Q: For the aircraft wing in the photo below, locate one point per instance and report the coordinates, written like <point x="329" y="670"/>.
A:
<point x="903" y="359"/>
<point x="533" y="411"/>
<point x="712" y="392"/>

=-=-=

- **Task requirements**
Rewrite every line of the listing above, requests included, and multiply each point coordinate in the answers by 2.25, rounding to whole numbers with halves going up. Leave the numbers in the requests, including the format sample, unchanged.

- **Solution for this task**
Q: For the aircraft wing in the photo below, locate one point per instance and report the coordinates, written like <point x="329" y="670"/>.
A:
<point x="2032" y="808"/>
<point x="1199" y="925"/>
<point x="1602" y="882"/>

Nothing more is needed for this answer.